--- WHAT IS ASKED ---
Rescale the stretch of the data below, from the line that contains "Query: kangaroo eye" through the end of the data: write out every line in it again, including those without coordinates, and multiply each coordinate in the answers by 2.55, rounding to whole numbers with halves rounded up. Leave the pictures out of your answer.

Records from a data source
++++

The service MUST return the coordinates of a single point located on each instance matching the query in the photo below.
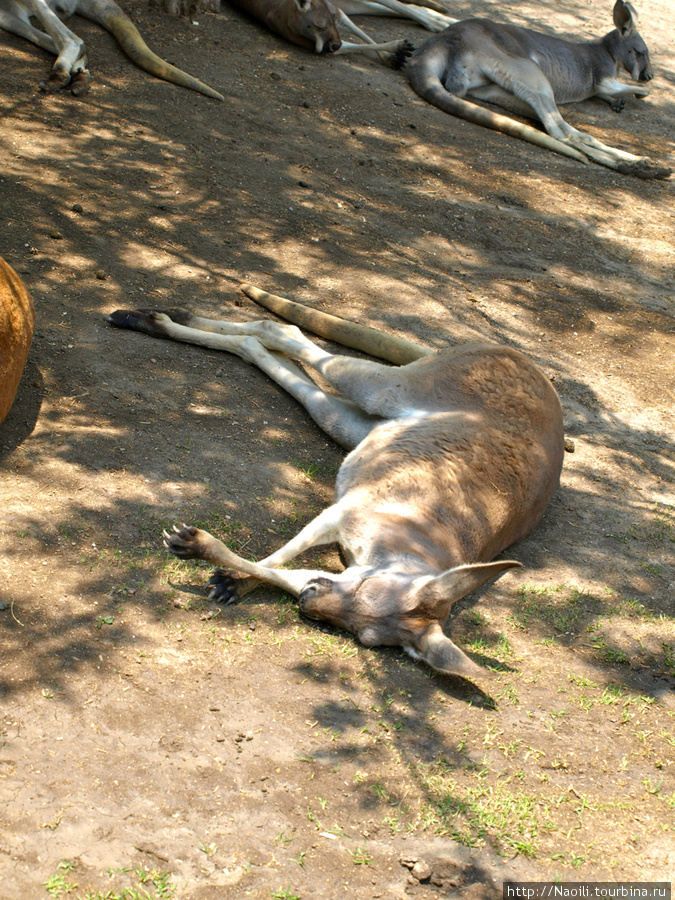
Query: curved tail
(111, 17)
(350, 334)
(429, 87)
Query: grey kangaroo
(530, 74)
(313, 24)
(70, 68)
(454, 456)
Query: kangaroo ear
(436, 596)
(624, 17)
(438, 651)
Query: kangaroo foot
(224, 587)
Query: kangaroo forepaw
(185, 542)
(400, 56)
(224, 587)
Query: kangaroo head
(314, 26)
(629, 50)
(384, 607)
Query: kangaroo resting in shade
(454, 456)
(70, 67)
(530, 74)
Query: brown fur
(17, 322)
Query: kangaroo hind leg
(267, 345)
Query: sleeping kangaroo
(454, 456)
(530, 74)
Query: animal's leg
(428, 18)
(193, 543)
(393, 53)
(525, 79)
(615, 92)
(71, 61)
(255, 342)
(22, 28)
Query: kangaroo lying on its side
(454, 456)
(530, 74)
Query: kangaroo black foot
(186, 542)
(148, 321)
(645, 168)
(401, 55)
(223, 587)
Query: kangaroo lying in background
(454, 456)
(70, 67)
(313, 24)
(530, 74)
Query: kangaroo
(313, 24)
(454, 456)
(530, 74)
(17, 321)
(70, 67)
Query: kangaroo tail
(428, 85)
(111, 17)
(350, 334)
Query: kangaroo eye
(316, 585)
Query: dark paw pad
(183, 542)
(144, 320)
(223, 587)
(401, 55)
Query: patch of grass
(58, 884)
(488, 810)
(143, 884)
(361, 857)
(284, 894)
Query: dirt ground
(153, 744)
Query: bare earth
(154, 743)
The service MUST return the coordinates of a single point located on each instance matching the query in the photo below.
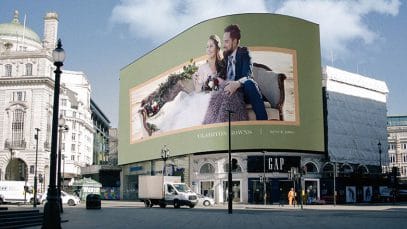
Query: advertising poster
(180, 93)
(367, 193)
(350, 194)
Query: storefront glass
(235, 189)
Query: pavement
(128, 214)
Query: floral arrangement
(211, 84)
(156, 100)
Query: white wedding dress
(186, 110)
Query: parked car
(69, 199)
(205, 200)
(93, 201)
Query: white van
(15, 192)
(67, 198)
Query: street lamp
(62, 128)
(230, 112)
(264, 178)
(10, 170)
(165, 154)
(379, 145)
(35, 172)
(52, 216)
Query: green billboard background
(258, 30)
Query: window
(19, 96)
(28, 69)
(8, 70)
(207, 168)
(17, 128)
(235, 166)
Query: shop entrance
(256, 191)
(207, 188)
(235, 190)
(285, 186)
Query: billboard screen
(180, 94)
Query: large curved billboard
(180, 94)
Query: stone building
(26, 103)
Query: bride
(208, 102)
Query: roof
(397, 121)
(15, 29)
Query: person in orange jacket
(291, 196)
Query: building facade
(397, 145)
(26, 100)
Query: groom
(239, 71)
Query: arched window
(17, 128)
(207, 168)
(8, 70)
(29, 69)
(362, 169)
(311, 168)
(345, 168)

++++

--- FINAL RESULT ---
Query: kangaroo eye
(806, 1492)
Query: dark paw pad
(467, 1382)
(367, 816)
(569, 1497)
(1023, 140)
Query: patch of grass
(148, 2254)
(1244, 2066)
(365, 2254)
(921, 2185)
(724, 2280)
Query: dirt ground
(390, 1897)
Query: bare earth
(393, 1895)
The service MUST return the coordinates of a single point located on each instance matching the query in the photo below.
Query: advertising poster
(459, 237)
(936, 492)
(893, 495)
Query: storefront glass
(599, 482)
Query: pavement
(326, 546)
Query: floral arrangement
(538, 214)
(398, 255)
Query: white wedding dress
(474, 281)
Query: parked car
(176, 507)
(523, 510)
(237, 513)
Query: white van
(38, 490)
(171, 505)
Query: street lamp
(158, 326)
(587, 286)
(673, 454)
(26, 434)
(421, 393)
(966, 370)
(89, 439)
(133, 551)
Query: green billboard background
(658, 77)
Query: window
(48, 245)
(71, 176)
(20, 179)
(528, 428)
(43, 326)
(599, 423)
Query: shop entrance
(653, 487)
(528, 479)
(599, 485)
(727, 474)
Query: billboard screen
(459, 240)
Query: large curved billboard
(459, 240)
Query: stone building
(66, 263)
Query: bride
(530, 260)
Query: roof
(1012, 309)
(38, 74)
Query: person in orange jacket
(742, 500)
Query: building facade
(1012, 370)
(66, 255)
Query: groom
(609, 181)
Query: arched window
(43, 326)
(528, 428)
(20, 179)
(74, 176)
(923, 431)
(793, 428)
(880, 428)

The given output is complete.